## TEXTE D'ÉTUDE
Air France ne desservira pas Mayotte dès juillet 2021. La liaison Paris-Nairobi-Dzaoudzi était-elle un rêve ou une réalité ? Les Mahorais misaient beaucoup sur l’arrivée de la compagnie nationale pour faire baisser les prix des billets d’avion entre le département et l’Hexagone.
"Nous ne desservirons pas Mayotte cet été contrairement aux rumeurs qui circulent. D’ailleurs, nous n’avions jamais annoncé publiquement que nous allions le faire". C’est par ces mots laconiques que la direction d’Air France a confirmé à Outre-mer la 1ère qu’elle ne desservirait pas l’île aux parfums cet été comme l’avait annoncé Les Nouvelles de Mayotte, le 28 avril 2021. "Nous réfléchissons à toutes les opportunités de nous déployer partout où les liaisons peuvent être économiquement attractives, renchérit la compagnie nationale. Mais Mayotte n’est pas dans cette configuration-là."
Partie de poker menteur ?
"Il y a bien eu un projet de venue d’Air France à Mayotte !", insiste Cris Kordjee, la présidente de l’Association des Usagers de l’Aérien à Mayotte (AUTAM). Pour preuve, il y a eu des échanges de courrier entre des élus mahorais et notamment le ministre des transports. Cette annonce est un coup de couteau dans le dos des Mahorais. Nous avons le sentiment d’être de simples objets : quid des usagers qui ont besoin de circuler régulièrement entre le (101unième, ndlr) département et l’Hexagone à des prix raisonnables, aussi bien pour des raisons professionnelles, familiales que sanitaires ? Nous nous réjouissions grandement de pouvoir compter sur une troisième compagnie aérienne pour enfin faire baisser les prix et casser le quasi-monopole d’Air Austral. D’ailleurs, nous pensons que c’est justement cette dernière - la compagnie réunionnaise - qui a gagné. Elle a dû peser de tout son poids pour empêcher la venue d’Air France. On se demande même s’il n’y a finalement pas eu de tractation entre les trois compagnies (Corsair re-desservant Mayotte depuis mi-décembre 2020) sur la tête des Mahorais »…
Rêve ou réalité ?
L’annonce d’Air France de ne pas desservir Mayotte sonne la fin des espoirs des Mahorais de pouvoir voyager à des tarifs moins chers. Contactés, le ministère des transports comme celui des Outre-mer n’ont pas encore répondu à nos demandes de réponses sur ce dossier, notamment sur leur intervention ou pas dans ce qui semble être une guerre ouverte. Car derrière l’annonce par la presse locale de la venue d’Air France à Mayotte puis la déclaration de la compagnie nationale indiquant qu’elle ne viendrait pas, c’est bien d’une guerre économique dont il s’agit.

## CONSIGNE A
Dans le texte d'étude, quel journal avait annoncé le 28 avril 2021 qu'Air France desservirait Mayotte cet été ?
## CONSIGNE B
Traduisez en anglais cette phrase du texte d'étude : « L’annonce d’Air France de ne pas desservir Mayotte sonne la fin des espoirs des Mahorais de pouvoir voyager à des tarifs moins chers. »

Entrées de données recueillies:
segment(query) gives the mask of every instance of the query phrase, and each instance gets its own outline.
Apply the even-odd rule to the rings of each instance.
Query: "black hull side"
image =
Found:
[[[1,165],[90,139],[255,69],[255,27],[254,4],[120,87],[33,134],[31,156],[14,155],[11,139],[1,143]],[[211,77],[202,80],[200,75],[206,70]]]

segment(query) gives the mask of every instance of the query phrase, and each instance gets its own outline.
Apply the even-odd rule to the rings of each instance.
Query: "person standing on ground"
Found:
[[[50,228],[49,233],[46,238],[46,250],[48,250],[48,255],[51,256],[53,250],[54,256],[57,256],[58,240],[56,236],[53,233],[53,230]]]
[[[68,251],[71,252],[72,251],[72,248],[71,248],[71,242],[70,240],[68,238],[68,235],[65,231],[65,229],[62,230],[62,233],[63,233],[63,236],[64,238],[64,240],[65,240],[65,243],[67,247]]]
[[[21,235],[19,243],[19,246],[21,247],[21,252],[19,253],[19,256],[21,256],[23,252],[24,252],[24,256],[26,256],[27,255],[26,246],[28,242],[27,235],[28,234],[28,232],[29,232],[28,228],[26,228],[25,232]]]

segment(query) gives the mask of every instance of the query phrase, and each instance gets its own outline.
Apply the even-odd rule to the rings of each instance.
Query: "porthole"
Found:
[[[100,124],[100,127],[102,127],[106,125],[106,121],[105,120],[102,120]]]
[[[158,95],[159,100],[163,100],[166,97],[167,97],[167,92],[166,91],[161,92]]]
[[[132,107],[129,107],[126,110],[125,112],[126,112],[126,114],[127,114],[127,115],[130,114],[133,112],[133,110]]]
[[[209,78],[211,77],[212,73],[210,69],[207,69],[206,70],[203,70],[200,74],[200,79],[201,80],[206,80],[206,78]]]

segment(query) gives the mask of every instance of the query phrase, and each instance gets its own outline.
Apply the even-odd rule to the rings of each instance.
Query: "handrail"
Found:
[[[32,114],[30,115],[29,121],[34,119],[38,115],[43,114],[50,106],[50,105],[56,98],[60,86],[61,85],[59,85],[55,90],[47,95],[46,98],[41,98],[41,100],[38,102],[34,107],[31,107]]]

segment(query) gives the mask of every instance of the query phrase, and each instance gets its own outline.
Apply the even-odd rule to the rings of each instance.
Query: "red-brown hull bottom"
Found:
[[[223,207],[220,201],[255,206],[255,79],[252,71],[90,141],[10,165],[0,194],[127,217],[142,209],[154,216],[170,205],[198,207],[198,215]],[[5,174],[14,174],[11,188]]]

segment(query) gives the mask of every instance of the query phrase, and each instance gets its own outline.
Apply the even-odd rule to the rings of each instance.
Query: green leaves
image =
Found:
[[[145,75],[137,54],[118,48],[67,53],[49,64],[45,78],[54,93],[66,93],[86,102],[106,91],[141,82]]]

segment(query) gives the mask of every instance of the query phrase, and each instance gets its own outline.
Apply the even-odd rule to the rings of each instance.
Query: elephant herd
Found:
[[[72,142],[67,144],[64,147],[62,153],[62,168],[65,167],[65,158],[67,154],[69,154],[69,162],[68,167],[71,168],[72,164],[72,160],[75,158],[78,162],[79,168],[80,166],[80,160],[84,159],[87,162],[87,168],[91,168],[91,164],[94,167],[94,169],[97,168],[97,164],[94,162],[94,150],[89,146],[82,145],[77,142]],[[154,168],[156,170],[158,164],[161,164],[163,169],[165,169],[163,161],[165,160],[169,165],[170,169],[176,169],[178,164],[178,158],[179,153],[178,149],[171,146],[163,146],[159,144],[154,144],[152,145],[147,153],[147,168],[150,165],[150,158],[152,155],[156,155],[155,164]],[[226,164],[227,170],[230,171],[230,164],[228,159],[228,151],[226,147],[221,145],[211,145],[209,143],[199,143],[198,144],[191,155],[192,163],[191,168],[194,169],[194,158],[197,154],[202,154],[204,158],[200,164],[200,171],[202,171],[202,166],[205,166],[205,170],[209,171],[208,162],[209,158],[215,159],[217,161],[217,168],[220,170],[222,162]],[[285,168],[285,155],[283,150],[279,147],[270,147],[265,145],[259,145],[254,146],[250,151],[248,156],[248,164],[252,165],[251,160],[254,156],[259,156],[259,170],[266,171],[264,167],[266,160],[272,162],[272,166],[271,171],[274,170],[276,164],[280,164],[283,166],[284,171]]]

## CORRIGÉ A
Les Nouvelles de Mayotte.

## CORRIGÉ B
Air France's announcement that it will not serve Mayotte marks the end of the Mahorais' hopes of being able to travel at lower fares.